# Exercise goal
Your copy should begin at the line containing "Spot the doorway" and end at the last line of the records; transcribe those lines exactly and leave out every picture.

# Source records
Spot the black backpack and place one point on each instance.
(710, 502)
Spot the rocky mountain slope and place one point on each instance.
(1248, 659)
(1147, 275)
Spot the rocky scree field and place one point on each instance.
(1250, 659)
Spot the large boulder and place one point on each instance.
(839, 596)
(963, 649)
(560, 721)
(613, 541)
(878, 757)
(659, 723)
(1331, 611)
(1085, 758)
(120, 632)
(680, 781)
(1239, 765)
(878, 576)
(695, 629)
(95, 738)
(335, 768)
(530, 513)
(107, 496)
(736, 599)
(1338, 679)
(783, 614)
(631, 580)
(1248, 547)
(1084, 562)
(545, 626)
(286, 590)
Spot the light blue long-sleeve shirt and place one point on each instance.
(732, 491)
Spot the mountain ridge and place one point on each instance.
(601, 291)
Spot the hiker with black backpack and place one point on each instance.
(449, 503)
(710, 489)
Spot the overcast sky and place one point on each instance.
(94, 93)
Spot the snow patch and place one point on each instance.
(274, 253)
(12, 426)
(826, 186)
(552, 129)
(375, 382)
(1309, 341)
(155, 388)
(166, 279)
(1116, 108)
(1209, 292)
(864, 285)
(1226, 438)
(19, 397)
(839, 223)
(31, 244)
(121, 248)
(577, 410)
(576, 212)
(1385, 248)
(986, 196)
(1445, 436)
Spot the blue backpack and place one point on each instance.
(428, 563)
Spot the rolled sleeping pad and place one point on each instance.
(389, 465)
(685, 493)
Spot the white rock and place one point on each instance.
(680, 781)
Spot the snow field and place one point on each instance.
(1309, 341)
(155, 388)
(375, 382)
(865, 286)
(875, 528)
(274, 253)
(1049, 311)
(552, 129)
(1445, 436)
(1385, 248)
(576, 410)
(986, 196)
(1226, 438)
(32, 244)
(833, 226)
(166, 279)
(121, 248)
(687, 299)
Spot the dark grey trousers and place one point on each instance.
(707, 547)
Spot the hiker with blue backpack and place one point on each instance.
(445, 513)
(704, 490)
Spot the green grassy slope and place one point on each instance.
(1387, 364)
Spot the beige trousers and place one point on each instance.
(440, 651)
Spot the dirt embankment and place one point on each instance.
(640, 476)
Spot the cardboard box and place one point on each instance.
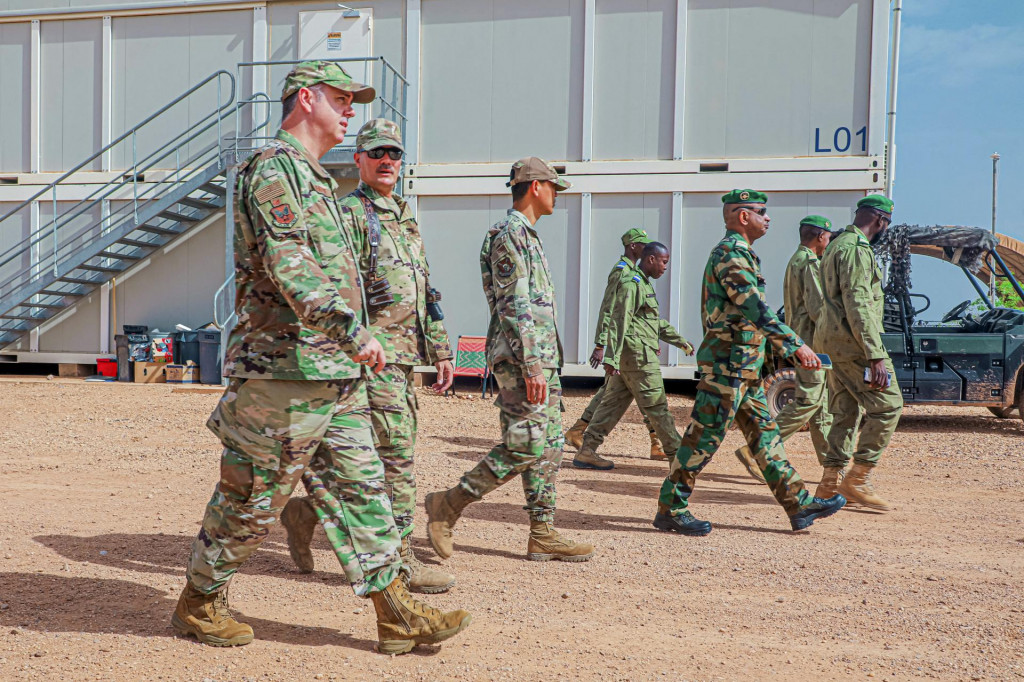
(182, 374)
(151, 373)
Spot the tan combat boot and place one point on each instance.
(207, 617)
(402, 622)
(299, 520)
(745, 458)
(422, 578)
(574, 435)
(443, 509)
(547, 544)
(588, 459)
(829, 482)
(856, 487)
(656, 449)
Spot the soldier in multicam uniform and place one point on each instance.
(524, 353)
(802, 295)
(635, 330)
(736, 321)
(393, 264)
(633, 242)
(850, 328)
(295, 386)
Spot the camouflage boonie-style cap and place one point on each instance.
(535, 168)
(308, 74)
(379, 132)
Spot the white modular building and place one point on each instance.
(121, 121)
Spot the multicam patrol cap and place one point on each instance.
(635, 236)
(744, 197)
(880, 203)
(379, 132)
(535, 168)
(308, 74)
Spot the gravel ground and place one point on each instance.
(103, 486)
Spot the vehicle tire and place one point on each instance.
(780, 389)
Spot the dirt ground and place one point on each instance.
(103, 486)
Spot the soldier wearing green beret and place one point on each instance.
(850, 331)
(737, 322)
(802, 296)
(633, 243)
(295, 366)
(393, 263)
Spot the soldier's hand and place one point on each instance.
(537, 389)
(807, 358)
(372, 355)
(880, 376)
(445, 375)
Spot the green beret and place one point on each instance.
(744, 197)
(635, 236)
(877, 202)
(817, 221)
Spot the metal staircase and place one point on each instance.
(169, 192)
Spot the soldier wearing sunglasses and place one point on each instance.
(395, 278)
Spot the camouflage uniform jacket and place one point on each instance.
(408, 334)
(521, 297)
(735, 316)
(802, 293)
(635, 328)
(297, 289)
(850, 326)
(624, 265)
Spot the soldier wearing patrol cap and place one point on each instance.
(737, 321)
(802, 295)
(524, 352)
(393, 265)
(633, 242)
(295, 383)
(850, 330)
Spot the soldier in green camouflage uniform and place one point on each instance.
(635, 330)
(736, 322)
(524, 352)
(633, 242)
(802, 296)
(398, 320)
(295, 383)
(850, 330)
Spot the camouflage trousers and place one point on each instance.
(720, 400)
(392, 411)
(810, 403)
(595, 402)
(848, 395)
(531, 443)
(271, 430)
(644, 383)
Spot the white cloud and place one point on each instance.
(958, 56)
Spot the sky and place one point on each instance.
(961, 98)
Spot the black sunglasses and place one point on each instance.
(393, 154)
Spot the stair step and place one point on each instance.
(179, 217)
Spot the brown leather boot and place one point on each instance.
(745, 458)
(299, 520)
(856, 487)
(829, 482)
(207, 617)
(656, 449)
(402, 622)
(443, 509)
(547, 544)
(422, 578)
(574, 435)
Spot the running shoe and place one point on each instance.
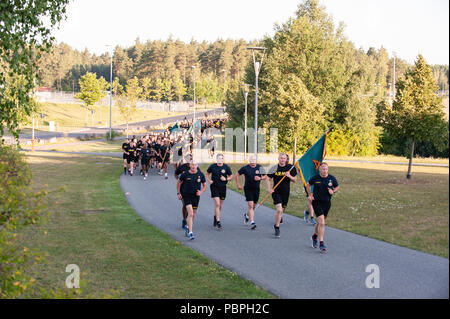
(305, 216)
(277, 231)
(245, 219)
(314, 242)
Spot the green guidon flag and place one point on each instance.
(308, 164)
(174, 127)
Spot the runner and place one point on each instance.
(190, 187)
(125, 147)
(153, 153)
(139, 145)
(325, 186)
(212, 143)
(165, 151)
(254, 173)
(182, 168)
(309, 212)
(218, 176)
(280, 195)
(131, 157)
(145, 159)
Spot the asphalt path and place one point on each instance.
(288, 266)
(44, 135)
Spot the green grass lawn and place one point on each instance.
(116, 249)
(377, 201)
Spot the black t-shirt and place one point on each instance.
(191, 182)
(321, 186)
(132, 150)
(145, 153)
(277, 173)
(182, 168)
(218, 171)
(163, 149)
(250, 173)
(139, 145)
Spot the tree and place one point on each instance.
(92, 91)
(310, 54)
(417, 110)
(127, 102)
(179, 89)
(24, 36)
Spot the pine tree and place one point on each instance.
(417, 110)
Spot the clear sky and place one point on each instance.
(407, 27)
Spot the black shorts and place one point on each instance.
(321, 208)
(251, 194)
(280, 198)
(218, 191)
(191, 200)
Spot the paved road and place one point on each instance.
(43, 135)
(289, 267)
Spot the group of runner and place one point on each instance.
(156, 150)
(192, 184)
(149, 151)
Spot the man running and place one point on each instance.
(190, 187)
(254, 173)
(182, 168)
(280, 195)
(125, 147)
(145, 159)
(325, 186)
(131, 157)
(165, 151)
(218, 176)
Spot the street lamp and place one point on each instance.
(245, 89)
(257, 67)
(393, 80)
(193, 122)
(110, 94)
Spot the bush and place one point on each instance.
(114, 134)
(20, 207)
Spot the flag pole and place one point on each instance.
(303, 179)
(274, 188)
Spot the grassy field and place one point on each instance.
(70, 116)
(114, 247)
(377, 201)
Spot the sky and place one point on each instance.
(406, 27)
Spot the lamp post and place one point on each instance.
(110, 95)
(393, 81)
(257, 67)
(245, 90)
(193, 122)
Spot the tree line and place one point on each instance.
(165, 69)
(314, 78)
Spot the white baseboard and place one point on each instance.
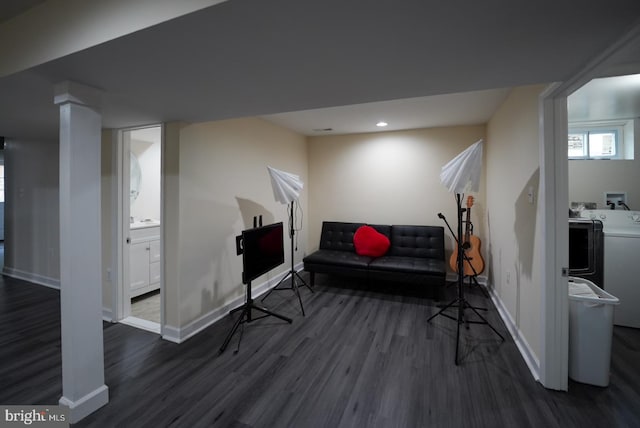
(107, 314)
(523, 346)
(86, 405)
(31, 277)
(180, 334)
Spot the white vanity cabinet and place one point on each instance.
(144, 260)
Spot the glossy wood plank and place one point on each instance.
(363, 356)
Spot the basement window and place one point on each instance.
(596, 142)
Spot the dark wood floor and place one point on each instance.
(362, 357)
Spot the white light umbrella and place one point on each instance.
(459, 175)
(286, 190)
(462, 173)
(286, 186)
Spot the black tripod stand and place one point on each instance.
(460, 302)
(247, 316)
(295, 276)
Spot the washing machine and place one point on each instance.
(621, 230)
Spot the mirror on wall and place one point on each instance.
(135, 179)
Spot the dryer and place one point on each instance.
(621, 231)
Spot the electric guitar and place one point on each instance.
(473, 263)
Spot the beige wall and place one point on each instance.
(217, 175)
(513, 222)
(387, 178)
(589, 180)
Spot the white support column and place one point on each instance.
(83, 388)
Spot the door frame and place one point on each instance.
(554, 166)
(121, 296)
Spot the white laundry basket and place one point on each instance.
(590, 332)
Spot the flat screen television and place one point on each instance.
(262, 250)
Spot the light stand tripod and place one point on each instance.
(295, 276)
(246, 316)
(460, 301)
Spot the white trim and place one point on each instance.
(553, 205)
(525, 349)
(86, 405)
(554, 255)
(180, 334)
(31, 277)
(142, 324)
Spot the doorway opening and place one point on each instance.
(140, 289)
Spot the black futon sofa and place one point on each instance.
(415, 256)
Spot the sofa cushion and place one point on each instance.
(414, 265)
(337, 258)
(369, 242)
(338, 236)
(417, 241)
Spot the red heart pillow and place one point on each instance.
(370, 242)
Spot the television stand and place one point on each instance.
(246, 317)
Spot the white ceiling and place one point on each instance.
(444, 60)
(606, 99)
(469, 108)
(11, 8)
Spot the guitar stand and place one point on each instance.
(468, 260)
(460, 302)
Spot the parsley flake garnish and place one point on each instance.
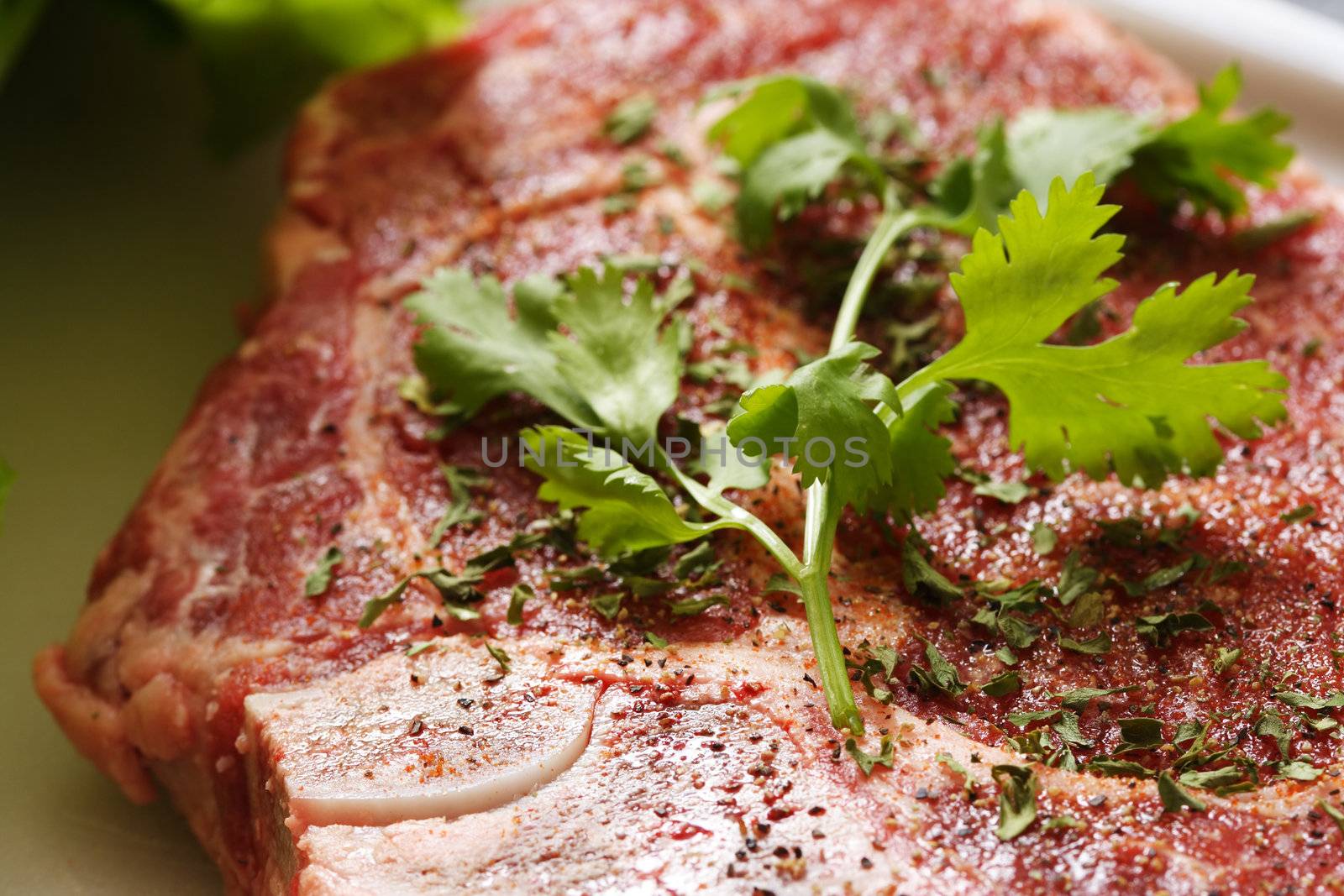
(631, 118)
(320, 578)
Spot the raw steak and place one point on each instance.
(313, 757)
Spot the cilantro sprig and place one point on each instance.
(608, 359)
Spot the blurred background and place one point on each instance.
(127, 244)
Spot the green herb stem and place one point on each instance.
(823, 515)
(817, 542)
(895, 222)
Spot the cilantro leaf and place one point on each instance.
(1303, 701)
(974, 190)
(1101, 644)
(696, 606)
(618, 356)
(817, 416)
(1175, 797)
(1160, 629)
(1159, 579)
(608, 605)
(472, 349)
(631, 118)
(1074, 579)
(616, 369)
(7, 477)
(1213, 779)
(1001, 684)
(1132, 403)
(1191, 157)
(522, 594)
(941, 676)
(866, 762)
(920, 458)
(457, 590)
(1016, 799)
(460, 483)
(1187, 159)
(792, 136)
(1079, 698)
(624, 510)
(320, 578)
(920, 578)
(1045, 144)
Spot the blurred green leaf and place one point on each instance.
(17, 22)
(262, 58)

# The result
Spot the doorway opening and place one point on each instance.
(140, 289)
Spot the black futon sofa and place one point on each instance.
(415, 256)
Spot the sofa cushion and place one point on each instance.
(414, 265)
(337, 258)
(369, 242)
(338, 236)
(417, 241)
Spot the red heart pillow and place one point on each instance.
(370, 242)
Spot the television stand and place one point on each instance.
(246, 317)
Spot the white ceiling and place one point on each instance.
(444, 60)
(606, 99)
(469, 108)
(11, 8)
Spot the guitar stand and place one point on each instance.
(468, 260)
(460, 302)
Spot the parsley flake garnish and place one point on each instance.
(631, 118)
(320, 578)
Spot the raw steak and place one point on each instance.
(313, 757)
Spot the cilantro sprig and place one point on each instance.
(608, 359)
Spot the blurred background and place one point on each instance.
(127, 244)
Spot the green herb stem and place one point on each instance.
(823, 515)
(817, 542)
(895, 222)
Spot the cilantro leaf and place one point on each instance.
(1303, 701)
(974, 190)
(1101, 644)
(696, 606)
(618, 356)
(817, 416)
(1175, 797)
(1160, 629)
(1159, 579)
(608, 605)
(472, 349)
(631, 118)
(1074, 579)
(616, 369)
(7, 477)
(1213, 779)
(1001, 684)
(1132, 403)
(1191, 157)
(522, 594)
(941, 676)
(866, 762)
(920, 458)
(457, 590)
(1016, 799)
(460, 483)
(1187, 159)
(792, 136)
(1079, 698)
(624, 510)
(320, 578)
(920, 578)
(1045, 144)
Spot the blurred green leaf and place one point on each instance.
(17, 22)
(262, 58)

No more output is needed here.